-- START OF LISTED ENTRIES --
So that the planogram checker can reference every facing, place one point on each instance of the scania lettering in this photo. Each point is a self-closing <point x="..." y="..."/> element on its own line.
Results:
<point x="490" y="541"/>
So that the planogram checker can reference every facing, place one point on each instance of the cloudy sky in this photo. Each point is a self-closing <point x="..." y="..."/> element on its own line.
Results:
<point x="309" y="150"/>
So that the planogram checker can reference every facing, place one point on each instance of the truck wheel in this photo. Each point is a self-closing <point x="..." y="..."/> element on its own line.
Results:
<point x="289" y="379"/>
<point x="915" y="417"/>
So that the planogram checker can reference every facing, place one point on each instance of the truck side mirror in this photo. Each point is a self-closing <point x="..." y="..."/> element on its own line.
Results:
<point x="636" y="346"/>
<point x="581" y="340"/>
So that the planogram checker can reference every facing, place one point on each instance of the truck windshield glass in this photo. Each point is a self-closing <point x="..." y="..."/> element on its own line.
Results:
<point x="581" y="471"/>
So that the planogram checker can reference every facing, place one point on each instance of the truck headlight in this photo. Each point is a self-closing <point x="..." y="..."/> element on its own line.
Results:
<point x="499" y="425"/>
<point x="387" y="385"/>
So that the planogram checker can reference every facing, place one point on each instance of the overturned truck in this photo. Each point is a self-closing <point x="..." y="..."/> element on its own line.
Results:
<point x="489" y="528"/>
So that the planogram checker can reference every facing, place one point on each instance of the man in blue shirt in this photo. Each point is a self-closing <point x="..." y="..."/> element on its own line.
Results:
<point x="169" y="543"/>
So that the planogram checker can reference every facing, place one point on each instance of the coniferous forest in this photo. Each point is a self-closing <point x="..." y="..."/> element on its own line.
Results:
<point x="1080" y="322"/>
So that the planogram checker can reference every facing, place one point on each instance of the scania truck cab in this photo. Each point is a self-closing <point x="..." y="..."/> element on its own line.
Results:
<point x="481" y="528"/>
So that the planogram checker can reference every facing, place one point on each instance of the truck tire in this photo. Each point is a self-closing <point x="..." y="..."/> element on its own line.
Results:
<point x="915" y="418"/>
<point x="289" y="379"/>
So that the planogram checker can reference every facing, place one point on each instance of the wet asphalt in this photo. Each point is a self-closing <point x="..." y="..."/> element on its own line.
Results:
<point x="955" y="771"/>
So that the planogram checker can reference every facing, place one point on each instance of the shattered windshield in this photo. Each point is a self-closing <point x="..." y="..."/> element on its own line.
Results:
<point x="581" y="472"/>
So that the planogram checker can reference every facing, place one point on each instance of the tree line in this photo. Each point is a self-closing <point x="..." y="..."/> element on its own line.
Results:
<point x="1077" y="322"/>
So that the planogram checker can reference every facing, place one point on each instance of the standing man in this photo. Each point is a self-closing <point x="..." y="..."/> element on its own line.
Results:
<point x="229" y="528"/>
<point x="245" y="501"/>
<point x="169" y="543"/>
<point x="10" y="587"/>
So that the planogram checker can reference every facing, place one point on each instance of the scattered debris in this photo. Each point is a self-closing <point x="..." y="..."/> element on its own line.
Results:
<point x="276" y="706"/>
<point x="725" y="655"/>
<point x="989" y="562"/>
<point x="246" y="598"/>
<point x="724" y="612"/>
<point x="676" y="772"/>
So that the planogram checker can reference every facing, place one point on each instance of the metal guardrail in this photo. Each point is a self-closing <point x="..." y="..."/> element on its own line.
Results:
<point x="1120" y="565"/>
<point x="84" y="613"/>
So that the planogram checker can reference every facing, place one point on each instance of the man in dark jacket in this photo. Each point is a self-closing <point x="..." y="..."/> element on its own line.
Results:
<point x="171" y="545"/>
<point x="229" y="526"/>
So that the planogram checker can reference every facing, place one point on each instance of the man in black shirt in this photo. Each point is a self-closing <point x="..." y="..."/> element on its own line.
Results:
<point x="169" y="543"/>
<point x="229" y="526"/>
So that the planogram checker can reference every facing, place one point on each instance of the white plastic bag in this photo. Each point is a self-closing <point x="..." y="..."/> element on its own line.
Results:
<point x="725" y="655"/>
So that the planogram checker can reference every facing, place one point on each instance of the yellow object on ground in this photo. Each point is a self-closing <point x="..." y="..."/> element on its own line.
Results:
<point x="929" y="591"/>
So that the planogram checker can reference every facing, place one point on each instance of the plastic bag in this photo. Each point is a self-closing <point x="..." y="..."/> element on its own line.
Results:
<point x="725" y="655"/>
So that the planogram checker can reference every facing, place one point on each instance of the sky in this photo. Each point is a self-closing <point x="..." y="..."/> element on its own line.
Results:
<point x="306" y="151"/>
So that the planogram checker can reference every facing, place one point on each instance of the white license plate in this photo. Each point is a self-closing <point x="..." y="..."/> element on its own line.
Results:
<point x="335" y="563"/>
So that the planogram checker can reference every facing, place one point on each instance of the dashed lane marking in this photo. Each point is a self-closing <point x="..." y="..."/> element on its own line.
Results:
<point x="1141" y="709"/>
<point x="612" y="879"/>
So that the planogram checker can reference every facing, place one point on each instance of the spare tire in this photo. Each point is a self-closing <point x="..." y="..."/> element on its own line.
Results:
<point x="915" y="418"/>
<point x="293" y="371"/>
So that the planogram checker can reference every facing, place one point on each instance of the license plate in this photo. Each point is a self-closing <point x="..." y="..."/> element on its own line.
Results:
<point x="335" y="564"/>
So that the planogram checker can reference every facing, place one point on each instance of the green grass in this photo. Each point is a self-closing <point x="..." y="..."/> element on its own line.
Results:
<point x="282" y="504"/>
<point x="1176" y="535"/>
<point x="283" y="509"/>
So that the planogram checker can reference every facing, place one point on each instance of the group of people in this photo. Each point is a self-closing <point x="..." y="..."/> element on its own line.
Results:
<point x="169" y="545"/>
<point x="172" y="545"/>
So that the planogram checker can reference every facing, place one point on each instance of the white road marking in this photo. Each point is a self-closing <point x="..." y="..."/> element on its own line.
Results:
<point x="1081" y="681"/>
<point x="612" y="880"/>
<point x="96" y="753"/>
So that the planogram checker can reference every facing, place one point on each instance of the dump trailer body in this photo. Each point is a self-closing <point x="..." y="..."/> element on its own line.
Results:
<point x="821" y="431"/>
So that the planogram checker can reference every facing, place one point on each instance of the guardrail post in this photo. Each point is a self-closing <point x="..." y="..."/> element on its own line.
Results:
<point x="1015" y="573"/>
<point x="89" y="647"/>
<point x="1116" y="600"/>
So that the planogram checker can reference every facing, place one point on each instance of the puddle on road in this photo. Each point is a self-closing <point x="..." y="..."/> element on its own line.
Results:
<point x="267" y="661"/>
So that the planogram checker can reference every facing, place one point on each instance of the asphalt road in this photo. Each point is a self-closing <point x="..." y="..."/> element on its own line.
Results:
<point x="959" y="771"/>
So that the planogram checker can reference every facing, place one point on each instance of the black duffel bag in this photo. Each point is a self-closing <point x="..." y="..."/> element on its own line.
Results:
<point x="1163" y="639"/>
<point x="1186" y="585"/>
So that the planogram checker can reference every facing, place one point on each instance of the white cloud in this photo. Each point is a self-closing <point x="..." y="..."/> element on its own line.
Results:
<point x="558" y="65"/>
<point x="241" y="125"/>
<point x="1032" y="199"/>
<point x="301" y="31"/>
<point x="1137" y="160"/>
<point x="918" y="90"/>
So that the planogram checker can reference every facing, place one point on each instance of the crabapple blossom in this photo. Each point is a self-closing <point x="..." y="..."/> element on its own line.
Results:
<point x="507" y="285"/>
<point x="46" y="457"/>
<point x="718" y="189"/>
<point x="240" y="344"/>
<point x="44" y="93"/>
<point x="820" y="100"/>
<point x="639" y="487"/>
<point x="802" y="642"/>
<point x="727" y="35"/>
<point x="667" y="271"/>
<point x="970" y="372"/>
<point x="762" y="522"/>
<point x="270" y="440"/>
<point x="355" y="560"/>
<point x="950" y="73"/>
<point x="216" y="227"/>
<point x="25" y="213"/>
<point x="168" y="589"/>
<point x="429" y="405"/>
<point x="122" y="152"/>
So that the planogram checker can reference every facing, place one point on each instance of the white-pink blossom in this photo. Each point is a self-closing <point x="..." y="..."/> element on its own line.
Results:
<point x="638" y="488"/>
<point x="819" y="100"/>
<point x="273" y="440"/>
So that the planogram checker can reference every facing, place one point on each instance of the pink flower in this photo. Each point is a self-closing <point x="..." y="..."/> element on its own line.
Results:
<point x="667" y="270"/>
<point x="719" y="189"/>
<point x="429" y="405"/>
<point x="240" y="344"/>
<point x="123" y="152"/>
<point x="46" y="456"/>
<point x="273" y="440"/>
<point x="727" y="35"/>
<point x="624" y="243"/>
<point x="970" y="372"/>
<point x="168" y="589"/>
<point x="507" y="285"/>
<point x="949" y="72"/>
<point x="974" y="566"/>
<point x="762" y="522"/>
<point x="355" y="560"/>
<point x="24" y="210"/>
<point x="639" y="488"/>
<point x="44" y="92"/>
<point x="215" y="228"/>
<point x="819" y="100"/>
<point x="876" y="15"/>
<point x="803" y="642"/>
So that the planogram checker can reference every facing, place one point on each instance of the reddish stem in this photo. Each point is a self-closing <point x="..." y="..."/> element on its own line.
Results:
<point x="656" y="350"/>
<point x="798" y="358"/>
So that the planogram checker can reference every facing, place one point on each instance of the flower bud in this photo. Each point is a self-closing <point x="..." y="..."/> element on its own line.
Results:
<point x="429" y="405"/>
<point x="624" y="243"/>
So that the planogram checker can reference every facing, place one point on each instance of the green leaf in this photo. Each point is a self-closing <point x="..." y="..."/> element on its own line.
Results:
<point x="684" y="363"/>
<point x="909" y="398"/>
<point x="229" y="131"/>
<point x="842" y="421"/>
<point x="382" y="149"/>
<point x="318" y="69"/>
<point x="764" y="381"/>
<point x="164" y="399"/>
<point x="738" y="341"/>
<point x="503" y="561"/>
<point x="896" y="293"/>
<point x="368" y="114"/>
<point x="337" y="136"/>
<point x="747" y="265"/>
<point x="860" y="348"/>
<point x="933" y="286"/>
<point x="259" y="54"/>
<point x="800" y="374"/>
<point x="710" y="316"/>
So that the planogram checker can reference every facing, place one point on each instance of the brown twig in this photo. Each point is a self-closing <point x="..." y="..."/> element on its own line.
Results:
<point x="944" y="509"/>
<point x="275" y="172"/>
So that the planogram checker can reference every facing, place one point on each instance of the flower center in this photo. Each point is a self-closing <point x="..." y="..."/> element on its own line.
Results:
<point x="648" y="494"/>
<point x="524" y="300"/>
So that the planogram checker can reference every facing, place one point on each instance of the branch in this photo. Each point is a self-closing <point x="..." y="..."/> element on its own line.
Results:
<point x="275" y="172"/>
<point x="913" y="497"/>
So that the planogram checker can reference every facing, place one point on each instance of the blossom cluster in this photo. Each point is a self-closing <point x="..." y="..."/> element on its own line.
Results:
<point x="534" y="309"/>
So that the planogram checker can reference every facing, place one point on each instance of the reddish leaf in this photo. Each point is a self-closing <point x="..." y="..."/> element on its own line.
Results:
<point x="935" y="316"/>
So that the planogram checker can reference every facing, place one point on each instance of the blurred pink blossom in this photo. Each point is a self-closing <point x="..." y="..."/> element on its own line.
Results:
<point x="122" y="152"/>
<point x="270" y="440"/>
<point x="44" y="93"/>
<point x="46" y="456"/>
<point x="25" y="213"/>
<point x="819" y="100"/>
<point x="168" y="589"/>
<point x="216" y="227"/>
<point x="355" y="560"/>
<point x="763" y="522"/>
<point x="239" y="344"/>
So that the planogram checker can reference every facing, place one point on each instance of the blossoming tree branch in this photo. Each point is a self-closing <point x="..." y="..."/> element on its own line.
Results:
-- END OF LISTED ENTRIES --
[DIRECTION]: Exactly and only the lines from the line containing "the blossom cluster" through the last line of the entries should be copied, both ends included.

[TASK SOLUTION]:
So that the planogram checker can reference every facing, place one point on each instance of the blossom cluster in this photo. Each point is a self-closing <point x="..." y="..."/> element on its own line.
Results:
<point x="534" y="309"/>
So that the planogram checker can reference every facing, place one point on each instance of the reddish leaf in this photo. Each point is a self-closing <point x="..." y="..."/> element on its own line.
Results:
<point x="935" y="316"/>
So that the planogram checker can reference every facing, place one point on each instance of the blurred pink blossom in this photo. Each point is a self-closing <point x="..." y="..."/> element on its own line.
Results:
<point x="122" y="152"/>
<point x="270" y="440"/>
<point x="44" y="93"/>
<point x="46" y="456"/>
<point x="25" y="213"/>
<point x="819" y="100"/>
<point x="168" y="589"/>
<point x="216" y="227"/>
<point x="355" y="560"/>
<point x="763" y="522"/>
<point x="239" y="344"/>
So that the planogram checker can reference every facing, place one point on each instance of the blossoming tree branch in this photo. Each point is a self-closing <point x="..." y="..."/> element on its own line.
Results:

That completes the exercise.